++++ AVAILABLE RECORDS
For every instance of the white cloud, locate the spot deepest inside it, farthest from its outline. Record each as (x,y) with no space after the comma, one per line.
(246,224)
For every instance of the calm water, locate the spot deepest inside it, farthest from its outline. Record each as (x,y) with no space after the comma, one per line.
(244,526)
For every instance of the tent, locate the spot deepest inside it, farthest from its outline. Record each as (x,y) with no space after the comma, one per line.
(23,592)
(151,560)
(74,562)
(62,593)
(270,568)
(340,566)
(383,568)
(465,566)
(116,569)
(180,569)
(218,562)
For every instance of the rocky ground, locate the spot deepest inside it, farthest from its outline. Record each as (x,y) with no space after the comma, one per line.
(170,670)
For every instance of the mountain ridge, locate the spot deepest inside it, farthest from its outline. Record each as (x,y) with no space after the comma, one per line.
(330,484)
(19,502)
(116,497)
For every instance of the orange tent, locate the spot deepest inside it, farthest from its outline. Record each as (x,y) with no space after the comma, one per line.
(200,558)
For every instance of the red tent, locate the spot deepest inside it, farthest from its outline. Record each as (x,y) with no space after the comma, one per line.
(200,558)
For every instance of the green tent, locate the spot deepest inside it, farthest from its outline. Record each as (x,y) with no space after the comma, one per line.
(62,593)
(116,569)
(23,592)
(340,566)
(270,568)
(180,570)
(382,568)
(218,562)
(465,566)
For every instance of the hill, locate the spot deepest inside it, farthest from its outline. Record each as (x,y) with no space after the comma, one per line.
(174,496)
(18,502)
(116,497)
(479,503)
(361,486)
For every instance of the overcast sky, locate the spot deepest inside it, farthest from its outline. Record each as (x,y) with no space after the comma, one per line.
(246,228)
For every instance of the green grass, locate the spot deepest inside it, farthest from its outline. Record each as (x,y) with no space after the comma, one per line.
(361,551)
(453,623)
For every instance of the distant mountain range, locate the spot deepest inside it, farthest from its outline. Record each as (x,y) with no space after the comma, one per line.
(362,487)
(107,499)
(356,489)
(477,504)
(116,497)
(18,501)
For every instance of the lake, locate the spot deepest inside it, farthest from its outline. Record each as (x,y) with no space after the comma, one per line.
++++++++
- [AIM OF THE TASK]: Quote only the lines from the line containing "For every instance of the hill, locate" through the end of the entries, keeping the first and the last.

- [RESPONSE TO THE EXERCISE]:
For every instance of the hill, locate the spot deepest inside it, farthest from its outline. Record each as (x,y) with no space after the comma, one per line.
(174,496)
(18,502)
(116,497)
(479,503)
(361,486)
For every instance of the overcast sky, locate the spot deepest inside it, farthest from its outline. Record each as (x,y) with no space after the comma, one per line.
(246,228)
For every instance of the green grass, locate the spot deepest inside it, farthest from its outline. Record each as (x,y) with no space after the comma, one per line.
(361,551)
(453,623)
For every instance of the distant mountain range, locate the spot deepest inside it, farthest from its outline. Record each as (x,y) with no space after the comma, one per line.
(362,487)
(107,499)
(356,489)
(477,504)
(116,497)
(18,501)
For every instance of the lake, locate the spot deepest inside it, farthest from its outline. Record each as (x,y) with no space after the comma, one per line.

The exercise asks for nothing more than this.